* Task to complete:
Pull out each line of the items below that contains the string "logo". Treat case as significant when matching.

[START Provided records]

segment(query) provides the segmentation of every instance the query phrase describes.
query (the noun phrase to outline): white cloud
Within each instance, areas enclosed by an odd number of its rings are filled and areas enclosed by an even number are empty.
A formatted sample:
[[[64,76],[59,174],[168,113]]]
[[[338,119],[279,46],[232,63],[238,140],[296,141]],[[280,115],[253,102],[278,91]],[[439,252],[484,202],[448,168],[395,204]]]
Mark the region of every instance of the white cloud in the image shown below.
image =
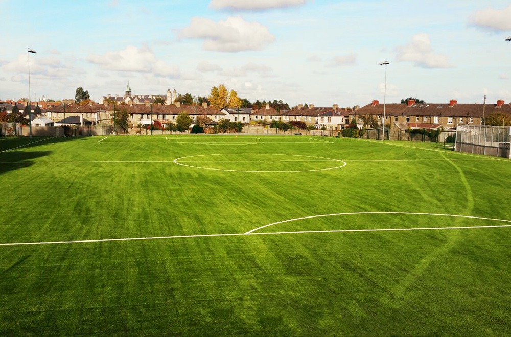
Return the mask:
[[[90,54],[87,60],[99,65],[104,70],[152,73],[164,77],[176,78],[179,76],[177,67],[157,60],[154,53],[147,47],[139,49],[128,45],[123,50],[107,52],[103,55]]]
[[[251,62],[241,68],[233,68],[219,73],[219,75],[229,77],[243,77],[247,76],[249,73],[255,73],[261,76],[268,77],[271,76],[273,69],[266,65],[256,64]]]
[[[381,83],[378,85],[378,91],[381,94],[382,97],[385,95],[385,83]],[[399,88],[394,84],[387,83],[387,93],[388,97],[397,97],[399,96]],[[380,103],[383,103],[383,100]]]
[[[28,56],[24,53],[19,54],[15,60],[2,65],[1,68],[9,73],[22,74],[23,77],[25,77],[28,74]],[[60,58],[41,57],[37,54],[30,58],[30,74],[38,75],[40,78],[55,79],[83,73],[82,69],[63,64]],[[15,76],[14,78],[19,79],[20,77]]]
[[[469,19],[469,23],[486,30],[500,32],[511,30],[511,5],[503,9],[491,7],[477,11]]]
[[[317,55],[312,55],[307,58],[307,61],[309,62],[320,62],[321,59]]]
[[[261,50],[275,40],[268,28],[258,22],[247,22],[239,16],[218,22],[194,17],[190,26],[178,35],[181,38],[203,40],[204,49],[217,52]]]
[[[330,66],[340,67],[353,65],[357,63],[357,54],[350,53],[335,57],[329,64]]]
[[[406,45],[397,47],[398,61],[409,61],[421,68],[450,68],[447,57],[435,53],[431,47],[429,35],[417,34],[412,37],[412,41]]]
[[[273,8],[284,8],[304,5],[306,0],[211,0],[210,8],[213,9],[228,9],[235,11],[261,11]]]
[[[202,73],[220,71],[222,71],[222,67],[218,64],[214,64],[207,61],[203,61],[197,65],[197,70]]]

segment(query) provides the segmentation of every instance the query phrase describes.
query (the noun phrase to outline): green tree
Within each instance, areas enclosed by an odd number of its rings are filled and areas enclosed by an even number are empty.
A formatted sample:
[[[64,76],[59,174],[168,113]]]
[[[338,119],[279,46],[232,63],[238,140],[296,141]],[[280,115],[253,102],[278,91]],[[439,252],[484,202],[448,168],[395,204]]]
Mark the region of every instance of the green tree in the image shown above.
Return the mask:
[[[240,108],[251,108],[252,103],[247,99],[241,99],[241,106]]]
[[[484,118],[485,125],[511,125],[511,115],[503,112],[494,112]]]
[[[123,107],[120,110],[115,110],[112,117],[112,121],[115,124],[116,130],[120,129],[124,133],[128,132],[129,113],[125,107]]]
[[[207,99],[212,108],[220,110],[227,106],[227,98],[228,94],[229,92],[225,85],[219,84],[218,87],[213,86],[211,88],[211,92]]]
[[[176,129],[179,132],[189,130],[192,124],[192,118],[186,112],[181,112],[176,118]]]
[[[154,99],[154,104],[165,104],[167,102],[161,97],[157,97]]]
[[[401,100],[401,104],[408,104],[408,100],[413,100],[414,101],[415,101],[416,103],[419,103],[419,104],[424,104],[424,103],[426,103],[425,102],[424,102],[424,100],[417,100],[415,97],[409,97],[408,98],[403,99],[402,100]]]
[[[75,94],[75,103],[79,103],[84,100],[90,98],[88,91],[83,91],[83,88],[80,87],[76,88],[76,93]]]
[[[239,108],[243,104],[243,101],[238,97],[238,92],[234,90],[230,90],[229,92],[229,96],[227,98],[227,106],[229,108]]]

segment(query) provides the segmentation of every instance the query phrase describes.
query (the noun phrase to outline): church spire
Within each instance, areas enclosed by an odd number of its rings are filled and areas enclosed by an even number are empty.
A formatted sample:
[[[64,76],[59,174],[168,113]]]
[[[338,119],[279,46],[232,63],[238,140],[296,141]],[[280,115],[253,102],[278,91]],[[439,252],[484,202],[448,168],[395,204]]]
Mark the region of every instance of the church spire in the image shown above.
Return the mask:
[[[129,87],[129,81],[128,81],[128,85],[126,86],[126,91],[124,94],[126,96],[131,95],[131,88]]]

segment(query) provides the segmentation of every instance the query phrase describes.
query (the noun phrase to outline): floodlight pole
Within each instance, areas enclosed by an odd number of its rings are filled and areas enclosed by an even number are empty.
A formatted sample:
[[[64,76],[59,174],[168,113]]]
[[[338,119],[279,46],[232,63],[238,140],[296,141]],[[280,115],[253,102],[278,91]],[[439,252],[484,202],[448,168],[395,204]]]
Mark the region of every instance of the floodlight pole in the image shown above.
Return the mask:
[[[29,133],[30,135],[30,139],[32,139],[32,110],[31,110],[30,103],[30,54],[36,54],[37,52],[33,49],[27,49],[27,51],[29,55]]]
[[[385,87],[383,91],[383,118],[382,119],[382,140],[385,138],[385,108],[387,100],[387,65],[389,64],[388,61],[384,61],[380,62],[380,65],[385,66]]]
[[[484,123],[484,110],[486,110],[486,95],[484,95],[484,101],[483,101],[482,103],[482,125],[485,125],[486,123]]]

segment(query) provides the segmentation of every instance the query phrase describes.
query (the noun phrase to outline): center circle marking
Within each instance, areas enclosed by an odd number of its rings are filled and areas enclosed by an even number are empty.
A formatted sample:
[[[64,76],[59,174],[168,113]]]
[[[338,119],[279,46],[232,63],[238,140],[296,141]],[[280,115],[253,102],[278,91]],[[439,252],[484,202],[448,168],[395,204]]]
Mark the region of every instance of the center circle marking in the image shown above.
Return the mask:
[[[185,159],[187,158],[197,158],[199,157],[206,157],[206,156],[242,156],[242,155],[258,155],[258,156],[263,156],[263,155],[270,155],[270,156],[287,156],[290,157],[302,157],[305,158],[316,158],[319,159],[324,159],[327,161],[331,161],[334,162],[337,162],[340,163],[338,166],[336,166],[333,167],[327,167],[324,168],[315,168],[312,170],[230,170],[228,168],[215,168],[213,167],[203,167],[199,166],[194,166],[193,165],[187,165],[183,164],[182,163],[179,162],[179,161],[181,159]],[[262,162],[262,160],[253,160],[254,162]],[[289,154],[282,154],[280,153],[221,153],[221,154],[207,154],[207,155],[197,155],[195,156],[188,156],[186,157],[181,157],[180,158],[178,158],[174,160],[174,163],[178,165],[180,165],[181,166],[184,166],[187,167],[192,167],[194,168],[200,168],[202,170],[211,170],[213,171],[231,171],[234,172],[308,172],[312,171],[324,171],[329,170],[336,170],[337,168],[341,168],[342,167],[346,166],[346,162],[343,161],[342,160],[340,160],[339,159],[334,159],[331,158],[326,158],[324,157],[318,157],[316,156],[306,156],[304,155],[289,155]]]

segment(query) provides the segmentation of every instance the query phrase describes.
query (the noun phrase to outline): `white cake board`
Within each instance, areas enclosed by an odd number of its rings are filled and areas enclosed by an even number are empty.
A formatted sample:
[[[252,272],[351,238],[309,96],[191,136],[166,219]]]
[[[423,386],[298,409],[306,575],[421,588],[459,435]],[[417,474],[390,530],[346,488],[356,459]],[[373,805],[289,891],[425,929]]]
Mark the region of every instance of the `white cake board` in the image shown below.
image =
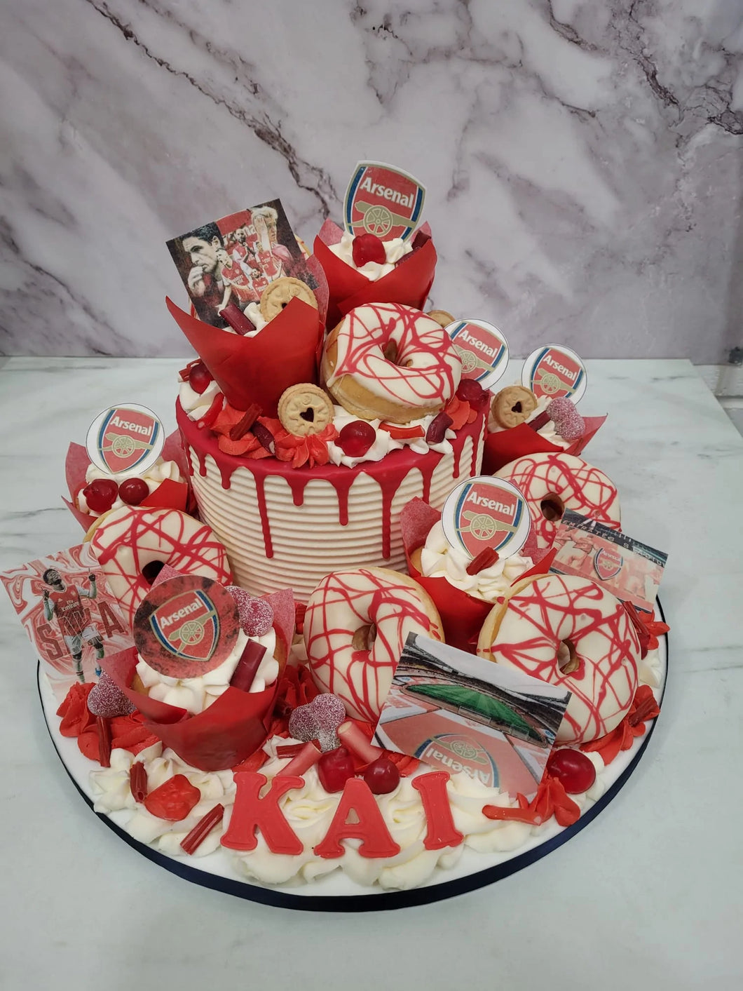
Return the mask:
[[[660,603],[657,603],[657,606],[658,611],[663,616]],[[660,698],[662,700],[666,688],[669,648],[668,636],[659,639]],[[90,789],[89,777],[91,770],[97,765],[94,765],[80,753],[76,739],[62,736],[59,732],[60,719],[56,716],[58,701],[52,691],[49,680],[42,672],[41,665],[38,671],[38,680],[42,709],[52,742],[54,744],[59,759],[77,791],[92,811],[93,794]],[[493,884],[495,881],[527,867],[572,839],[606,809],[629,779],[645,752],[656,721],[653,720],[644,735],[637,737],[628,750],[620,751],[611,764],[605,768],[602,772],[606,786],[604,794],[584,812],[574,826],[563,828],[553,819],[545,828],[540,830],[539,835],[532,836],[527,843],[512,852],[478,853],[476,850],[465,849],[455,867],[447,870],[437,868],[425,884],[410,891],[384,891],[378,886],[364,887],[352,881],[342,870],[333,871],[333,873],[310,884],[264,885],[240,875],[232,865],[231,855],[222,850],[217,850],[205,857],[189,857],[187,855],[172,857],[133,839],[122,826],[130,815],[127,810],[109,816],[100,813],[96,813],[96,815],[121,839],[143,856],[160,867],[164,867],[165,870],[206,888],[213,888],[216,891],[223,891],[226,894],[247,898],[265,905],[312,912],[374,912],[401,909],[442,901]]]

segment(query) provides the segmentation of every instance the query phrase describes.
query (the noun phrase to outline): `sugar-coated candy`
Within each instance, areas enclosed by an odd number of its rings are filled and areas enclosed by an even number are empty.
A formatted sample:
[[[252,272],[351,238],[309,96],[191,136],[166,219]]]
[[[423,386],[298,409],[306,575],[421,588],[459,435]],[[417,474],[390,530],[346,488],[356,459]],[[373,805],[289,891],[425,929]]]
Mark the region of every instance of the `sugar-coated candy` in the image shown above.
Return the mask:
[[[228,585],[227,591],[235,600],[240,625],[246,636],[265,636],[273,625],[273,609],[270,603],[252,596],[239,585]]]
[[[129,716],[136,706],[132,705],[116,682],[104,671],[88,696],[88,709],[93,716],[112,719],[115,716]]]
[[[318,695],[306,706],[297,706],[289,716],[289,734],[297,740],[318,740],[325,753],[340,745],[336,730],[346,718],[346,707],[337,695]]]
[[[564,440],[578,440],[585,433],[585,421],[567,396],[553,399],[547,407],[555,430]]]

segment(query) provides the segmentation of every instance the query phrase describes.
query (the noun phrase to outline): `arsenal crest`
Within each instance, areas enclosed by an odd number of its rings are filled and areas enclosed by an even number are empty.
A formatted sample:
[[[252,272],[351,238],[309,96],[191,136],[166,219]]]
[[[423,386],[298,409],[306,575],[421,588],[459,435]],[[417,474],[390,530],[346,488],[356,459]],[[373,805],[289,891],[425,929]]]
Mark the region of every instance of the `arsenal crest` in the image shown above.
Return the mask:
[[[463,482],[441,515],[449,543],[476,558],[485,548],[510,557],[524,545],[531,517],[524,496],[509,482],[479,476]]]
[[[344,226],[354,235],[404,241],[420,220],[425,197],[425,186],[401,168],[382,162],[360,162],[346,190]]]
[[[168,678],[198,678],[219,667],[235,647],[238,630],[230,593],[196,575],[157,585],[134,620],[140,654]]]
[[[109,475],[142,475],[160,455],[165,434],[152,409],[130,403],[109,406],[88,428],[85,447],[92,463]]]
[[[557,344],[532,351],[521,370],[521,385],[537,398],[568,397],[574,402],[585,392],[585,366],[575,351]]]

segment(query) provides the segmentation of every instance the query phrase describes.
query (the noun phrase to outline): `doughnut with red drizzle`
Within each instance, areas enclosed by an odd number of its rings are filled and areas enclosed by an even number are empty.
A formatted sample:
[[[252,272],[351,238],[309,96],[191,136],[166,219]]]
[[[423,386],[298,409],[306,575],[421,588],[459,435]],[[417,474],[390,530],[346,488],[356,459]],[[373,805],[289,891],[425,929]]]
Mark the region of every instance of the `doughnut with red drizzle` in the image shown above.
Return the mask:
[[[542,575],[514,587],[485,618],[478,653],[573,693],[557,739],[610,732],[637,690],[640,641],[624,606],[594,582]]]
[[[315,684],[349,716],[376,722],[408,633],[444,639],[433,601],[412,578],[387,568],[328,575],[304,613]]]
[[[149,565],[166,564],[222,585],[232,581],[227,553],[210,527],[179,509],[123,505],[99,517],[90,546],[130,626],[152,587]]]
[[[523,494],[539,547],[552,547],[565,509],[619,529],[619,496],[614,483],[572,454],[527,454],[504,465],[495,477],[510,482]]]
[[[462,362],[444,328],[426,313],[368,303],[331,331],[321,371],[333,398],[355,416],[409,423],[449,402]]]

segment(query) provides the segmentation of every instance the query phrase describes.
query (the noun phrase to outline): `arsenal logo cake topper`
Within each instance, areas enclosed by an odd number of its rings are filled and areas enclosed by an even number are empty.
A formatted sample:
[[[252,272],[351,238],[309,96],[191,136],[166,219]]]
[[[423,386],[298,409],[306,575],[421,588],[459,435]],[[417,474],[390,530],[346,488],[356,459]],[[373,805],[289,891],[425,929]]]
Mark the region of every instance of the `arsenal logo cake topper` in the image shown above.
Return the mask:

[END Provided records]

* Response to the task:
query (the noun phrase to outline): `arsenal logo cake topper`
Mark the region of every instance of the `arsenal logo cake topper` in the image shown above.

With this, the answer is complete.